#### Dataset content:
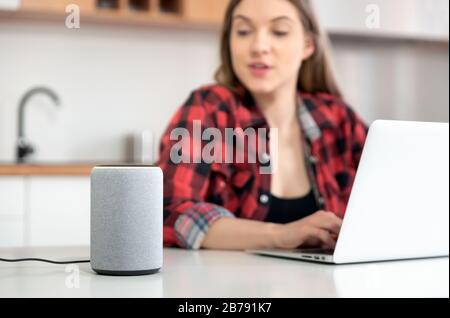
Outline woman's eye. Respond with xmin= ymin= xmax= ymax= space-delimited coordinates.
xmin=237 ymin=30 xmax=250 ymax=36
xmin=273 ymin=31 xmax=288 ymax=37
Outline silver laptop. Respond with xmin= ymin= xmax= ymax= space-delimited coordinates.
xmin=249 ymin=120 xmax=449 ymax=264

#### Do this:
Copy every line of text in the records above word for word, leaving out the pictures.

#### Completed exercise:
Outline woman's eye. Respond with xmin= ymin= xmax= ymax= space-delimited coordinates.
xmin=237 ymin=30 xmax=250 ymax=36
xmin=273 ymin=31 xmax=288 ymax=37
Outline silver laptop. Respond with xmin= ymin= xmax= ymax= space-delimited coordinates.
xmin=249 ymin=120 xmax=449 ymax=264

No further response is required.